BEGIN Supplied records
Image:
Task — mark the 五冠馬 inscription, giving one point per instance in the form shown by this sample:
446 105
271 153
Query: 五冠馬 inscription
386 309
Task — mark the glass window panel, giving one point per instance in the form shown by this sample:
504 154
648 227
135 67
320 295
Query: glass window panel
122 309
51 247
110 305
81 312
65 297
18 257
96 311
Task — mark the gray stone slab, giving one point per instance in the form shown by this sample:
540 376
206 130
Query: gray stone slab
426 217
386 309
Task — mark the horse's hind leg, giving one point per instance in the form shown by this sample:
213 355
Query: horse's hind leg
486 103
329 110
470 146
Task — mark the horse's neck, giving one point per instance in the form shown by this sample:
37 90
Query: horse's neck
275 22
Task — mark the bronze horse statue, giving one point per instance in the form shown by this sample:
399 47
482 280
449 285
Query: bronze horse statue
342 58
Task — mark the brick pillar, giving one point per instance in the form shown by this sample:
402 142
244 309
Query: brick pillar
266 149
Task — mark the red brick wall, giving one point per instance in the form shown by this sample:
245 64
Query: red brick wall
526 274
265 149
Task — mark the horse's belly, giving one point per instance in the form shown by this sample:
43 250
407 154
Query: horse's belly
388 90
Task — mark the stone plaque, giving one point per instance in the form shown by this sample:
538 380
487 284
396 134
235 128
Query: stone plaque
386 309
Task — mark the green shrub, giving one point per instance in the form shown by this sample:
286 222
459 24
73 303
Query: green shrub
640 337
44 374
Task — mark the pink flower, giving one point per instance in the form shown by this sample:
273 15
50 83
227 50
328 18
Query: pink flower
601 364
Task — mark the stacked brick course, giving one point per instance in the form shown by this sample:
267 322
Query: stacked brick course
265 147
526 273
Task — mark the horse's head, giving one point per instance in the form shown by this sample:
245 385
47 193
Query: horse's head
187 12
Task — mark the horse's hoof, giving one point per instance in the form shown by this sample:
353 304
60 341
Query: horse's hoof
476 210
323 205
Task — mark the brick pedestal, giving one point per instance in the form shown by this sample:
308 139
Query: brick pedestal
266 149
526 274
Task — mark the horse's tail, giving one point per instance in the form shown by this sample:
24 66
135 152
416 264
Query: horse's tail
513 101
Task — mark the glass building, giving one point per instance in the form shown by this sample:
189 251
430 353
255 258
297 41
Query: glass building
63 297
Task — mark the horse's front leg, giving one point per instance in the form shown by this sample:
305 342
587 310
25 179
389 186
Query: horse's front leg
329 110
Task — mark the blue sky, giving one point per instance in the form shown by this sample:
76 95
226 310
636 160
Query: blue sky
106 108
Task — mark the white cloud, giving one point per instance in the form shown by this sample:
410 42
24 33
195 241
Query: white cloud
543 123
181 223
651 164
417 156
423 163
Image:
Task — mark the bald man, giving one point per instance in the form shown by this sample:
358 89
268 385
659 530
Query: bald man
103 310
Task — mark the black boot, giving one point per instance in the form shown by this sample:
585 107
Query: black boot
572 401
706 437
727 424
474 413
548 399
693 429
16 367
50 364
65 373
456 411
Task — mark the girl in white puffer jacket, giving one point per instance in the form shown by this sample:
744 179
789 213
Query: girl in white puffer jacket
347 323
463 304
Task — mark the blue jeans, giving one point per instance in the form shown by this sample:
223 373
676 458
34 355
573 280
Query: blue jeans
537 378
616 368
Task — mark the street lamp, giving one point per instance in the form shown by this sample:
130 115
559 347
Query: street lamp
END Supplied records
> _Task brief_
Retype each entry exactly.

> _Solution below_
Image:
Task — mark the 五冠馬 inscription, giving one point per instance in the form shown by this sample:
446 105
271 153
Query: 五冠馬 inscription
386 309
Task — mark the glass window panel, giving one point per instance in the form shown by this sample:
504 154
648 227
135 67
320 295
Query: glass window panel
122 309
51 247
110 305
81 312
65 297
18 257
96 311
Task — mark the gray stone slab, giving one point per instance in the form shown by this sample:
540 376
206 130
Query: gray stone slab
426 217
386 309
Task — mark the horse's hind leg, giving one point per instance in the form shown by this sample:
213 355
Query: horse's hind leg
486 103
329 110
470 146
Task — mark the horse's neck, giving one point per instance in the form shown by this sample:
37 90
Query: horse's neck
275 22
Task — mark the bronze horse statue, giving one point per instance in the form shown by this sample:
399 47
482 280
449 285
Query: bronze horse statue
342 58
Task — mark the brick pillar, giving one point per instance in the form shown by this sample:
402 142
244 309
Query: brick pillar
266 149
Task — mark the red brick wall, giving one point per instance in the form shown by this sample:
245 64
Query: red brick wall
526 274
265 149
Task — mark the horse's belly, giving one point per instance in the form shown by this sample:
43 250
407 154
Query: horse's belly
388 90
Task — mark the stone plaque, giving one point per instance in the form shown by this sample:
538 380
487 284
396 134
235 128
Query: stone plaque
386 309
Task — mark the green shrub, giving one point per instance in the form shown by this sample:
286 222
459 24
73 303
Query: green shrub
640 337
44 374
Task — mark the pink flower, giving one point per instance in the form shown by this sample:
273 15
50 83
227 50
328 18
Query: pink flower
601 364
Task — mark the stacked brick course, giving one point per instance in the form shown by this sample:
267 322
Query: stacked brick course
265 147
526 273
Task — mark the horse's head, giving one point per instance in the form shown by this sample:
245 385
47 193
Query: horse's head
187 12
Task — mark the horse's hoof, giving one point per instance in the form shown by this sample:
353 304
60 341
Query: horse's hoof
476 210
323 205
Task — mark the brick pedestal, giving one point per instance in the form shown by this sample:
308 139
Query: brick pedestal
266 149
526 274
Task — mark the horse's tail, giving one point per instance in the form shown by this sample:
24 66
135 152
416 264
Query: horse's tail
513 101
Task — mark the glass building, giving one point per instance in the form shown by this sample:
189 251
430 353
255 258
297 41
Query: glass building
63 297
Task — mark the horse's front leg, giving one point per instance in the form shown by this sample:
305 342
587 310
25 179
389 186
Query: horse's front leg
329 110
Task — mark the blue sky, giving one point per instance in the form shown by this sample:
76 95
226 310
636 160
Query: blue sky
106 108
Task — mark the white cloud, giving one point per instance in the form shown by this sample:
410 42
24 33
195 241
Query: white cloud
543 123
181 223
651 164
417 156
423 163
Image:
Task — mark the bald man, giving one point per instance in the form shown by this sample:
358 89
268 385
659 530
Query: bald man
103 310
Task — mark the black boot, giving one point per instance in the form shown by this sample:
585 107
Query: black boot
572 401
706 437
727 424
474 413
548 399
693 429
16 367
50 364
65 373
456 411
Task — mark the girl in white puffer jacket, giving one point per instance in the form shown by this sample:
744 179
789 213
Query: girl in white puffer jacket
347 323
463 304
Task — mark the blue jeans, giving one point per instance in the form shown by this sample:
223 373
676 458
34 355
573 280
Query: blue jeans
537 378
616 368
Task — mark the street lamp, giving one point per instance in the form shown by this sample:
130 115
559 347
Query: street lamp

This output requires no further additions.